Excerpts of pointing data
....

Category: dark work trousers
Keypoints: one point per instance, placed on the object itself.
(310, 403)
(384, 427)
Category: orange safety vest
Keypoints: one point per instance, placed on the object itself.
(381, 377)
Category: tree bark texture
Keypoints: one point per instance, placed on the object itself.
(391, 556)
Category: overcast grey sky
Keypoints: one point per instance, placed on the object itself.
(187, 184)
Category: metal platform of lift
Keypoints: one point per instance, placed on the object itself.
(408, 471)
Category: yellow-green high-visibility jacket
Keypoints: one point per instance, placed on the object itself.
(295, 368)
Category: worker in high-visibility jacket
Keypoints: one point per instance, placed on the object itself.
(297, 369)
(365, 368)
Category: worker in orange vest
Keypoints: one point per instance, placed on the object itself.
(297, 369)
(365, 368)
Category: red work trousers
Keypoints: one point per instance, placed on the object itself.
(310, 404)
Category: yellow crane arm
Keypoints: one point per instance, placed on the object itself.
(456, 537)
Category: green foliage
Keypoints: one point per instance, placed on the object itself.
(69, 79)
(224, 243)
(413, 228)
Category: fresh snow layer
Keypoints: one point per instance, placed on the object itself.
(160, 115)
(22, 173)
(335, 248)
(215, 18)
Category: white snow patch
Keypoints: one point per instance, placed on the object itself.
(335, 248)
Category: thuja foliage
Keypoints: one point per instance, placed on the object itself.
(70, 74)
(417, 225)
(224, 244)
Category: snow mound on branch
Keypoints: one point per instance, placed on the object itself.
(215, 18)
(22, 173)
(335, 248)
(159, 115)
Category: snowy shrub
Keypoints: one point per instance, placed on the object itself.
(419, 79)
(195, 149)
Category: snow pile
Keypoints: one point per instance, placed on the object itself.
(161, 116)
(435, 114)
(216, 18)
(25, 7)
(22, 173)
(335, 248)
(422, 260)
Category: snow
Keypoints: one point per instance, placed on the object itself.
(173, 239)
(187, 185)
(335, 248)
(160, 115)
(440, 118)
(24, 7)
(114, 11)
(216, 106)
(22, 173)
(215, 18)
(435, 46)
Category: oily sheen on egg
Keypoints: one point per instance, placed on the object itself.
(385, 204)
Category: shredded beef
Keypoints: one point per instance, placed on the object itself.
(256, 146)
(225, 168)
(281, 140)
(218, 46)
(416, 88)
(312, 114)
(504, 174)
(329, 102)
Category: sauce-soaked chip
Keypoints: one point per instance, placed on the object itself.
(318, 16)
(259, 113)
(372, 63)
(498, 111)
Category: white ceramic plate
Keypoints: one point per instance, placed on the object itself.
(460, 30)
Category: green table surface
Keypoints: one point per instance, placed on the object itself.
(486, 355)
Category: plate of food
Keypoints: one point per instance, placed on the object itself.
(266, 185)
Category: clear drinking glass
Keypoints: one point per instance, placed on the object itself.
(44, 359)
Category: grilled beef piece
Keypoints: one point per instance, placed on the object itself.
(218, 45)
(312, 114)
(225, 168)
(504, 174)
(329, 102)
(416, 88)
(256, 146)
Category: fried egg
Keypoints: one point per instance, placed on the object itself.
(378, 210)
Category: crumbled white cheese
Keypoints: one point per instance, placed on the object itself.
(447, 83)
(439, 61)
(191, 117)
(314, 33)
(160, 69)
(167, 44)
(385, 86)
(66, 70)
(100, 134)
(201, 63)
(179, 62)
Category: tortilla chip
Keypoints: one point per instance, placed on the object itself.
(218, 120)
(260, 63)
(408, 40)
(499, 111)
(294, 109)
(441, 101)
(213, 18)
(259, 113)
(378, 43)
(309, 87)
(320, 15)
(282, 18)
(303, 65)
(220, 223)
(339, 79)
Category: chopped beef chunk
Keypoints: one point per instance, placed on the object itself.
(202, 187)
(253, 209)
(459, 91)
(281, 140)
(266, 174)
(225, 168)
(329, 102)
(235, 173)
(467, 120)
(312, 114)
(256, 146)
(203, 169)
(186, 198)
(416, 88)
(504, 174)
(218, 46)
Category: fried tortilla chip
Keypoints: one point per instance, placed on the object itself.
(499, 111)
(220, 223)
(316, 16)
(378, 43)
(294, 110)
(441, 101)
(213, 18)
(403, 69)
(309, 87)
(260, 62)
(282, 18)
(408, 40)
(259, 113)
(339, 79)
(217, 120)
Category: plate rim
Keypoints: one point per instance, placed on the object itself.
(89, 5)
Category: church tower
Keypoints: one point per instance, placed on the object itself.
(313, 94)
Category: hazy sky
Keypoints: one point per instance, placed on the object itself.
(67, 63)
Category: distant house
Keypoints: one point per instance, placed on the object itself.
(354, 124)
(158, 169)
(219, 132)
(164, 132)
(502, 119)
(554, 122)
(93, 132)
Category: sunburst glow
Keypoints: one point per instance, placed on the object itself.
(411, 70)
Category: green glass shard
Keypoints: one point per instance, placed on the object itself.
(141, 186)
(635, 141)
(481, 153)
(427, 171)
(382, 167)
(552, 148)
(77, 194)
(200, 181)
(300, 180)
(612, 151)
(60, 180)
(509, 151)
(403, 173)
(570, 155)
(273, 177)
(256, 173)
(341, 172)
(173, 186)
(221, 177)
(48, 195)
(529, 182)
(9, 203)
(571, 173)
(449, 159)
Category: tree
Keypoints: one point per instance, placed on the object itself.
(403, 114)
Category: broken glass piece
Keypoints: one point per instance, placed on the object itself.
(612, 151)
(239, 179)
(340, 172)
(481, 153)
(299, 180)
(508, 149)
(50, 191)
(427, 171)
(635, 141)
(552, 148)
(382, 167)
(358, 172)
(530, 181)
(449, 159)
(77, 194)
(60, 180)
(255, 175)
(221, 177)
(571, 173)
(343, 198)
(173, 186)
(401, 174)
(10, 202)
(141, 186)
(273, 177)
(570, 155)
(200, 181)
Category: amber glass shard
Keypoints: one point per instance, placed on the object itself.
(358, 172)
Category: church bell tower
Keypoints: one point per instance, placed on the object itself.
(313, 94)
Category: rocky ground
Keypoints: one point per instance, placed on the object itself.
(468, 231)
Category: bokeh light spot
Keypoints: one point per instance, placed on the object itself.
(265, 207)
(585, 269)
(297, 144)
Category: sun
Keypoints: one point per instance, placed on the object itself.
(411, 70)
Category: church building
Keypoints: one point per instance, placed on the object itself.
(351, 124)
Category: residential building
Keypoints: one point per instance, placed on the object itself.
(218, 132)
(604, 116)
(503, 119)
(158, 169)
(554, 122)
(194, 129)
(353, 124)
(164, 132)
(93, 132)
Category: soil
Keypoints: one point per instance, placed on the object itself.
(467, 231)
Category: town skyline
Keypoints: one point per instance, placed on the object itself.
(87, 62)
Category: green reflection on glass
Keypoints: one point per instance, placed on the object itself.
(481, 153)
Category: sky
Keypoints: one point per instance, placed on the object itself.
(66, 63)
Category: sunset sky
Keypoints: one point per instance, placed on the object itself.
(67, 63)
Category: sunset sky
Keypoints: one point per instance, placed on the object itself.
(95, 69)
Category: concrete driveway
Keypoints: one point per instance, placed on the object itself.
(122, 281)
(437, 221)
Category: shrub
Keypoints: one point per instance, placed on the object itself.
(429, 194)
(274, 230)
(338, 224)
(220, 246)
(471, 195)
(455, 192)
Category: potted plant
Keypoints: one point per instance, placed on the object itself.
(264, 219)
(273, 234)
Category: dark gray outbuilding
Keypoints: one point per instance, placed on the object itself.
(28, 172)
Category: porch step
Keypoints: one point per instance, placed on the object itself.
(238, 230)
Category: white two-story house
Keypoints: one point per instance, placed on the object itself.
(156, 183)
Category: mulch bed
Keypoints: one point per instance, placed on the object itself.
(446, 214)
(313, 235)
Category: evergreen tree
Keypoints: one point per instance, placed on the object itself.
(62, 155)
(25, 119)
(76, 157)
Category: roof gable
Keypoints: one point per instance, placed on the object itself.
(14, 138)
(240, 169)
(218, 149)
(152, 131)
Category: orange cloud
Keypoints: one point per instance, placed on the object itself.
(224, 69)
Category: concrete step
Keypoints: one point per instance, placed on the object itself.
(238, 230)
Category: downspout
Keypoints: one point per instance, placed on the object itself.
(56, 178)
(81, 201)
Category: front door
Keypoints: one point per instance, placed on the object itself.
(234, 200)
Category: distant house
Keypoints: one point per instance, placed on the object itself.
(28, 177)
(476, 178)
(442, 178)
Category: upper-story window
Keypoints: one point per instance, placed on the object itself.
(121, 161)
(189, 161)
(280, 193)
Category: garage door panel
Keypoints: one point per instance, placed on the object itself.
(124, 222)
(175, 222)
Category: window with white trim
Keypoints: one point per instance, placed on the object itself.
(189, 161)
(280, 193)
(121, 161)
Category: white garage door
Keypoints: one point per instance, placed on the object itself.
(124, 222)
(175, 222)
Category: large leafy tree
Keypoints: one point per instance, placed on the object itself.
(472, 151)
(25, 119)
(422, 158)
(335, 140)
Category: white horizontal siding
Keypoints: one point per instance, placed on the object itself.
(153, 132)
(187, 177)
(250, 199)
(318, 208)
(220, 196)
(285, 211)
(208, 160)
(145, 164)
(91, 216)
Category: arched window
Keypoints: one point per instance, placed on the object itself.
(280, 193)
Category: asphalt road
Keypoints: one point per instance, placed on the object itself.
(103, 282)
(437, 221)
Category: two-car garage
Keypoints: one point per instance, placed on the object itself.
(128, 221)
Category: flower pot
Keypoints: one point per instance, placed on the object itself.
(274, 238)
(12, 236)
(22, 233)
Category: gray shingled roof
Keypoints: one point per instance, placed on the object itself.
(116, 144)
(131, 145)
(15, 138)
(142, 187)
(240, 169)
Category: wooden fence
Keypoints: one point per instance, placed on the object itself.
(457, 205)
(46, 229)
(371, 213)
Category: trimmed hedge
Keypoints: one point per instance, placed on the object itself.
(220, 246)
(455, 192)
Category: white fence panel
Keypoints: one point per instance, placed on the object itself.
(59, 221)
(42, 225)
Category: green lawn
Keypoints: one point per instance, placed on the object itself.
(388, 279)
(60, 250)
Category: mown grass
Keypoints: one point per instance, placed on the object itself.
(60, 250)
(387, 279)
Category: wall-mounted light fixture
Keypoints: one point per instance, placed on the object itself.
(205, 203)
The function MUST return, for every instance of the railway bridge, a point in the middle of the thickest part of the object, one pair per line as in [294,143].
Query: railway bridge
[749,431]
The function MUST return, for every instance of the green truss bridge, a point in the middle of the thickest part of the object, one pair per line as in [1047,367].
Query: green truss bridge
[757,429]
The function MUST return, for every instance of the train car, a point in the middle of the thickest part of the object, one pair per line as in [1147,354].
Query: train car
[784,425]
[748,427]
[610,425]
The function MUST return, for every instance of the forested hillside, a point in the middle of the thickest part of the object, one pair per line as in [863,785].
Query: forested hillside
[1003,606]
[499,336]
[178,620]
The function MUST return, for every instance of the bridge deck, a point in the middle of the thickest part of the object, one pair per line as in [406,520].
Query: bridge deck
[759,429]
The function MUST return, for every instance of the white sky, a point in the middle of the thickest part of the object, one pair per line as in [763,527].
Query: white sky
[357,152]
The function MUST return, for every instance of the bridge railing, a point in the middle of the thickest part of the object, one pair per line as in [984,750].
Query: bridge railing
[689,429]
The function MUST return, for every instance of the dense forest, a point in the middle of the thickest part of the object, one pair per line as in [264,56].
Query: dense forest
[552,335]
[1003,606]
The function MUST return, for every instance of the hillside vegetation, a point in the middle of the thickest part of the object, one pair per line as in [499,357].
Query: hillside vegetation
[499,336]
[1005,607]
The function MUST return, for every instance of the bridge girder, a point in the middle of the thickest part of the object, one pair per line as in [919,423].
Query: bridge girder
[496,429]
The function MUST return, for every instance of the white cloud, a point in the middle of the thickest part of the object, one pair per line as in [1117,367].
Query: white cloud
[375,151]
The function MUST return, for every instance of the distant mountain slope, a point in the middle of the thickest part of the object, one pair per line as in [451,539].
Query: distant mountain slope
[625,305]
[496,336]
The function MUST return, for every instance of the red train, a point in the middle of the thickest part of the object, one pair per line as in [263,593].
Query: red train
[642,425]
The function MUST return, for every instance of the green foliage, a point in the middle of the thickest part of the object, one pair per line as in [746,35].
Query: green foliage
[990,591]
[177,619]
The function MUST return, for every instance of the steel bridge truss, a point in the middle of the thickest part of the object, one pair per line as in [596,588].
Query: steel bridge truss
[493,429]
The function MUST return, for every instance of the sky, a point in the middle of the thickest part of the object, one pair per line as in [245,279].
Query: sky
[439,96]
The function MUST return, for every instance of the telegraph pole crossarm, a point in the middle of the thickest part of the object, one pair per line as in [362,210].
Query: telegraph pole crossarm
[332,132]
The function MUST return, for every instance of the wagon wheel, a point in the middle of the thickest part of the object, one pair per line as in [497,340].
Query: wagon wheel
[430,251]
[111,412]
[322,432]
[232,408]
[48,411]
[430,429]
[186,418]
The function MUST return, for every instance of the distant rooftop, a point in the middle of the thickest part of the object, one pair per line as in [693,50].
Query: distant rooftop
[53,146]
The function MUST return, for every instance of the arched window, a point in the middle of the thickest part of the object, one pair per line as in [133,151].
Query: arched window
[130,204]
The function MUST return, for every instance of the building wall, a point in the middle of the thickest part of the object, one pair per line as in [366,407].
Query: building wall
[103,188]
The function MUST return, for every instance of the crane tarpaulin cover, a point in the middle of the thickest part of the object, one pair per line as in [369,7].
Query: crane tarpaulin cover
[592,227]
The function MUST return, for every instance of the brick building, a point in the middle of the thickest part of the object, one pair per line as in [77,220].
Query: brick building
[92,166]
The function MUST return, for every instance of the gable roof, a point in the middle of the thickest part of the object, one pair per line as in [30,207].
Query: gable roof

....

▶ **Exercise**
What needs duplicating is the run of lines from the one containing "The function MUST return, for every instance of the arched" through the last line of the entries above, exact and complete.

▶ **Solution to the exercise**
The function MUST return, for every instance of the arched window, a point in the middle of the thickest part of the object, one pair per line as in [133,151].
Query: arched window
[130,204]
The function MUST return, for every instance of the building wall, a point in the middle of the thickest part of the object, one pair per line as in [366,407].
Query: building wall
[103,188]
The function MUST return, for every instance of the crane tarpaulin cover, a point in the middle of the thickest part of the object, one pair per line as in [369,7].
Query: crane tarpaulin cover
[592,227]
The function MUST return, for every instance of the brick building, a point in the middle of the thickest part of the object, one pair per line as in [77,220].
Query: brick building
[92,166]
The function MUST return, for every instance of the gable roof, a point in the middle of the thickest part of the object, one pair per line as in [30,207].
Query: gable roof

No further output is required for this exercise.